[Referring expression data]
# # #

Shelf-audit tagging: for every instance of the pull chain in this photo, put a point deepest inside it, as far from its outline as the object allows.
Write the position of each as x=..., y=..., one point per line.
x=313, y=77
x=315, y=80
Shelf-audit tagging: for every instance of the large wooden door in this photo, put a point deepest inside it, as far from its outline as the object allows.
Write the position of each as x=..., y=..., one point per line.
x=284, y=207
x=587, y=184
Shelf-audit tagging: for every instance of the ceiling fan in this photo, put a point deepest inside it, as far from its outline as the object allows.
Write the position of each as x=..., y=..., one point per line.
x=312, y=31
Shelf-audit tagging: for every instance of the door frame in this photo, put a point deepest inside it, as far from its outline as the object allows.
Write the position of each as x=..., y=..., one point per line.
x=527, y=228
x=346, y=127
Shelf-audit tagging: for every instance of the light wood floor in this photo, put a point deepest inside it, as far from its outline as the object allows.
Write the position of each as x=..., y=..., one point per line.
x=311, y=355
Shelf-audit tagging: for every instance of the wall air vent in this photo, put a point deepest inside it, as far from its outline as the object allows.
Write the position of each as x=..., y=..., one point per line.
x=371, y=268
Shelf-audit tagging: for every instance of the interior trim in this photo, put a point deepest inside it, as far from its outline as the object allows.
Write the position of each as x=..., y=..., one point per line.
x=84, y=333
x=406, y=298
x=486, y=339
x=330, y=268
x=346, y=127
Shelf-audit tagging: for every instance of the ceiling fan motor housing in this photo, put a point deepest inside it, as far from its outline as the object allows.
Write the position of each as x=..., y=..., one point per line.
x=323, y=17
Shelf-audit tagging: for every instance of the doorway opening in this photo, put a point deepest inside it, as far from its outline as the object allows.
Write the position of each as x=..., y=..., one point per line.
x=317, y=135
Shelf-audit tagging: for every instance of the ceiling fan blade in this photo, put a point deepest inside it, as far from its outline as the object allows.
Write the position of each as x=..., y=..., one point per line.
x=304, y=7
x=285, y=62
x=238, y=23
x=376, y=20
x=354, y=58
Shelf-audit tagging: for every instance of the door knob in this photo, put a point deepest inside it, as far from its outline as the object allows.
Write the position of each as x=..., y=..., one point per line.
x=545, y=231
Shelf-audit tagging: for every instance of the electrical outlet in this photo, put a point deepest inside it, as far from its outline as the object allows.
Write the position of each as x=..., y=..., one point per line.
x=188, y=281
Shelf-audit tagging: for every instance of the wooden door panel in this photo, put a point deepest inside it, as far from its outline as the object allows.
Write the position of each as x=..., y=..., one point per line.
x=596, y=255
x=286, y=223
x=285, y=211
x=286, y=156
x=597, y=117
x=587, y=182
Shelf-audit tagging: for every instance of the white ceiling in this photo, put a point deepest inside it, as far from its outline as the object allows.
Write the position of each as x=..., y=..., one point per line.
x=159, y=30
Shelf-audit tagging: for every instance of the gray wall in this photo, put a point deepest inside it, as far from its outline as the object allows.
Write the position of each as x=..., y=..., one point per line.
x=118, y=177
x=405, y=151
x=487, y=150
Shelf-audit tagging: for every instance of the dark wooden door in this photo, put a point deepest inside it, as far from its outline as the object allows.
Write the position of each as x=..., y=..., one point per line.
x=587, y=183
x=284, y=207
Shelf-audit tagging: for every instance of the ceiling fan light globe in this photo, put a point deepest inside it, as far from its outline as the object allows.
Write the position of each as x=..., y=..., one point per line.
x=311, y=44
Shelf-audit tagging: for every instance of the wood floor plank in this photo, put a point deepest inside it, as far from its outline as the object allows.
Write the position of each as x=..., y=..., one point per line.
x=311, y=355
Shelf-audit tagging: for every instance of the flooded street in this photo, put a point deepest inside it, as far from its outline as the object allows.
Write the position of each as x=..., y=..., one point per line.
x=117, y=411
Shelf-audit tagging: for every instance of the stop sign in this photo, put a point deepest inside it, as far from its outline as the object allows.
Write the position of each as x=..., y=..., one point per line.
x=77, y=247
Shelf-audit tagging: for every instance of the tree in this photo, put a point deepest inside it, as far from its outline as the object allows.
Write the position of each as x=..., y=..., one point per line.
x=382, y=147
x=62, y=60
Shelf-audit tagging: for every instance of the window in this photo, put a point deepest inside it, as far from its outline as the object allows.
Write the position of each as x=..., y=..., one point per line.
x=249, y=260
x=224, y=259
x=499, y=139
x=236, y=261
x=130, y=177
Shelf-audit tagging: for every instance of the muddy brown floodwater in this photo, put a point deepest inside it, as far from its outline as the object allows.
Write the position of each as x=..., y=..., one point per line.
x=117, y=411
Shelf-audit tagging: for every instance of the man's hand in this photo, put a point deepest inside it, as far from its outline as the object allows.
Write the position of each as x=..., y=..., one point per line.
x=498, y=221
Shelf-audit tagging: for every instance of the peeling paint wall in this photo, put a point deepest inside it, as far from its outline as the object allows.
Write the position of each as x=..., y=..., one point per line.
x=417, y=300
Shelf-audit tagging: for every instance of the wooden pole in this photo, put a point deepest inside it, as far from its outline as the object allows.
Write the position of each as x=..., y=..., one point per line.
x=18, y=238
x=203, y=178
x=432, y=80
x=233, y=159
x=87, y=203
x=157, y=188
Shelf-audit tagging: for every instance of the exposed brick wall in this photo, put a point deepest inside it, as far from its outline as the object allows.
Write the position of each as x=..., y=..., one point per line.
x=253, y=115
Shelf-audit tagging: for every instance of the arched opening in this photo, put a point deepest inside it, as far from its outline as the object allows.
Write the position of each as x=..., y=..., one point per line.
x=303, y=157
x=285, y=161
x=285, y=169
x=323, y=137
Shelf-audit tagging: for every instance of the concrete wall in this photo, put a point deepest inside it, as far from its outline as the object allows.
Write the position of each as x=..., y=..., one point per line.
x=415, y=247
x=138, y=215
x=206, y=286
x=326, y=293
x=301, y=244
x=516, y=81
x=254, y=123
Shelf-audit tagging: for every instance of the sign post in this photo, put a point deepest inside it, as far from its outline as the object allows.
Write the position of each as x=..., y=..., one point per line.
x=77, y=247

# # #

> [Directions for this task]: Every line of the data above should be copied exactly.

> [Exercise response]:
Shelf-audit tagging: for every instance of the pull chain in this photo, put a point deepest inside it, as far from its outline as the object allows.
Write the position of each as x=..., y=..., one point per line.
x=313, y=77
x=315, y=80
Shelf-audit tagging: for every instance of the large wooden door in this photo, put a point deepest inside it, as far from its outline as the object allows.
Write the position of each as x=..., y=..., one point per line.
x=284, y=207
x=587, y=184
Shelf-audit tagging: for every instance of the ceiling fan in this photo, put a point deepest inside it, as far from its outline as the object allows.
Write the position of each as x=..., y=..., one point per line.
x=312, y=31
Shelf-audit tagging: for every instance of the door frame in this photo, put a point deepest inside it, as far from its outline as the object allows.
Write the position of each as x=..., y=..., one point per line.
x=527, y=228
x=346, y=127
Shelf-audit tagging: for every instance of the light wood floor in this photo, put a point deepest inside it, as far from its outline as the object allows.
Write the position of each as x=..., y=..., one point per line.
x=311, y=355
Shelf-audit tagging: for every instance of the wall air vent in this photo, put a point deepest inside it, as far from its outline as the object allows.
Write the position of each as x=..., y=..., one point per line.
x=371, y=268
Shelf-audit tagging: for every instance of the interior trim in this photo, put a point deepest inside it, as far from its outline as the object allows.
Write the position of each as x=..., y=..., one point per line.
x=84, y=333
x=406, y=298
x=486, y=339
x=330, y=268
x=346, y=127
Shelf-audit tagging: for every instance of the ceiling fan motor housing in this photo, put a point deepest inside it, as far from its outline as the object allows.
Write the position of each as x=..., y=..., one point per line.
x=323, y=17
Shelf-audit tagging: for every instance of the doorway opening in this photo, put a point deepest inside it, as far from its outline as the object allows.
Write the position of each as x=..., y=..., one point per line.
x=317, y=135
Shelf-audit tagging: for every instance of the ceiling fan blade in this photo, put a point deepest inside it, as far from its outline as the object allows.
Write the position of each as x=..., y=..., one point per line.
x=304, y=7
x=285, y=62
x=238, y=23
x=376, y=20
x=354, y=58
Shelf-audit tagging: for every instance of the door knob in this photo, put a point deepest inside it, as far from its outline as the object allows.
Write the position of each as x=..., y=..., one point per line.
x=545, y=231
Shelf-audit tagging: for every instance of the electrical outlet in this photo, put a point deepest inside it, as far from its outline as the object allows.
Write the position of each as x=..., y=..., one point per line.
x=188, y=281
Shelf-audit tagging: for every instance of the wooden door panel in this photo, put a point deepest inside it, as far from its outline as the object allows.
Write the position of each as x=..., y=..., one point per line.
x=596, y=255
x=286, y=223
x=285, y=211
x=286, y=156
x=597, y=117
x=587, y=182
Shelf-audit tagging: for every instance of the white ceiling in this photo, put a point deepest inside it, as far from its outline as the object allows.
Write the position of each as x=..., y=..., one point per line.
x=159, y=30
Shelf-audit tagging: for every instance of the gray wall in this photo, put a point deepest inside it, as far from its outline as the object allows.
Write the position of each as x=..., y=..., one point per line.
x=118, y=177
x=405, y=151
x=487, y=150
Shelf-audit tagging: for every instance of the dark wooden door in this photo, put a point deepest inside it, as far from its outline as the object allows.
Write the position of each as x=..., y=..., one point per line.
x=587, y=183
x=284, y=207
Shelf-audit tagging: for every instance of the ceiling fan light globe in this photo, put a point deepest inside it, as far from its outline as the object allows.
Write the position of each as x=..., y=..., one point per line.
x=311, y=44
Shelf-audit tagging: for every instance of the wood floor plank in this photo, put a point deepest inside it, as far from its outline as the object allows.
Write the position of each as x=..., y=..., one point per line.
x=311, y=355
Shelf-audit tagging: for every instance of the flooded street in this photo, put a point deepest inside it, as far from its outline as the object allows.
Write the position of each as x=..., y=..., one point per line.
x=117, y=411
Shelf-audit tagging: for every instance of the stop sign in this photo, put a point deepest inside it, as far from its outline as the object allows.
Write the position of each as x=..., y=..., one point per line.
x=77, y=247
Shelf-audit tagging: for every instance of the tree in this photo, put a point deepest inside it, as far from its outline as the object allows.
Write the position of each as x=..., y=..., one point per line.
x=382, y=147
x=62, y=60
Shelf-audit tagging: for every instance of the window in this photo, put a point deepest inside it, as far from its outline as the object allows.
Write the position of each as x=..., y=..., one point per line.
x=249, y=260
x=224, y=259
x=499, y=139
x=236, y=261
x=130, y=177
Shelf-audit tagging: for every instance of the muddy brown floodwater in this photo, put a point deepest inside it, as far from its outline as the object allows.
Write the position of each as x=..., y=..., one point per line.
x=117, y=411
Shelf-audit tagging: for every instance of the man's hand in this photo, put a point deepest inside it, as far from its outline as the object allows.
Write the position of each as x=..., y=..., one point per line.
x=498, y=221
Shelf-audit tagging: for every instance of the peeling paint wall in this photo, put a point deepest inside it, as far from its outline as the object allows.
Write the position of each as x=..., y=..., one point per line.
x=417, y=300
Shelf-audit tagging: for every instance of the wooden pole in this photo, put a point deepest inside it, as far from its outline as the object allows.
Write the position of each as x=..., y=..., one point per line.
x=18, y=238
x=203, y=178
x=432, y=80
x=233, y=159
x=87, y=203
x=157, y=188
Shelf-audit tagging: for every instance of the exposed brick wall in this photo, put a point deepest inside it, as far from its outline as the object allows.
Write the position of each as x=..., y=..., one point per line.
x=253, y=115
Shelf-audit tagging: for every instance of the arched opening in this photo, put a point deepest inside it, as far from its outline as the object allows.
Write the position of each as x=..., y=..., one point per line.
x=303, y=157
x=285, y=161
x=285, y=169
x=323, y=137
Shelf-audit tagging: for every instance of the concrete wall in this photo, put a point deepest inside it, as far from its outline as the object allows.
Write the position of each as x=..., y=..., one point per line.
x=415, y=247
x=138, y=215
x=206, y=286
x=326, y=293
x=301, y=244
x=516, y=81
x=254, y=123
Shelf-audit tagging: for every instance of the sign post in this photo, put a point deepest inside it, as far from its outline as the object allows.
Write the position of each as x=..., y=..., one point per line.
x=77, y=247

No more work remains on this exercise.